▶ [Actions to take]:
(a) Please answer these questions using the article on Erasmus after Brexit:
(i) What percentage of UK university students who study abroad do so through the scheme?
(ii) How many EU nationals came to the UK through Erasmus in 2017?
(iii) In which two countries did Lucy Dearlove study during her Erasmus year?
Mark your answers (i), (ii) and (iii).
(b) Extend the article on Erasmus after Brexit with new text that picks up after its final sentence.
___ Document extract ___
Erasmus: What could happen to scheme after Brexit?
The Erasmus scheme is a European Union (EU) programme that helps students study in other countries.
The government hasn't yet formally decided whether the UK will continue to take part in this scheme in the future. But MPs voted against a clause that would have required the government to negotiate continuing full membership of the Erasmus programme after the end of the 11-month Brexit transition period.
Currently, 53% of UK university students who study abroad do so through the scheme.
In 2017, 16,561 UK students participated in Erasmus, while 31,727 EU nationals came to the UK.
Erasmus is also involved in vocational training and work overseas, as well as with teachers who want to work or train abroad.
Liberal Democrat MP Layla Moran, who tabled the new clause to the Withdrawal Agreement Bill, said it should have been a "no-brainer".
"For students, young people, those in training and staff who work in the education sector, the Erasmus scheme has been absolutely incredible," she said.
Lucy Dearlove studied at universities in France and Germany as part of an Erasmus year in 2008. The first person in her family to go to university, she says that she "probably wouldn't have thought it possible" to live or study abroad without the scheme, which came with a "generous stipend".
The defeat of the clause does not necessarily mean the UK will not continue with full membership.
A Department for Education official told BBC News: "The government is committed to continuing the academic relationship between the UK and the EU, including through the next Erasmus... programme if it is in our interests to do so. The vote... does not change that.
___ Information provided ___
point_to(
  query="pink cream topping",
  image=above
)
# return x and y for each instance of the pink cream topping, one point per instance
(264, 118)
___
▶ [Per-task answers]:
(a)
(i) 53%
(ii) 31,727
(iii) France and Germany

(b)
"As we enter negotiations with the EU, we want to ensure that UK and European students can continue to benefit from each other's world-leading education systems."
The UK left the EU on 31 January, entering into a transition period until the end of the year. During this time, the UK-EU relationship continues much as it was before leaving - including the Erasmus scheme.
That means funding for programmes in the current academic year will continue as before.
There is a funding round for Erasmus programmes that closes in February and any funding agreed then will be honoured even if the placements take place after the end of the transition period - some Erasmus funding awards are for two years.
Universities UK is advising its members to continue applying for this funding as usual and is calling on the government to commit to continued funding through its Support Study Abroad campaign, whether via Erasmus or a new national scheme.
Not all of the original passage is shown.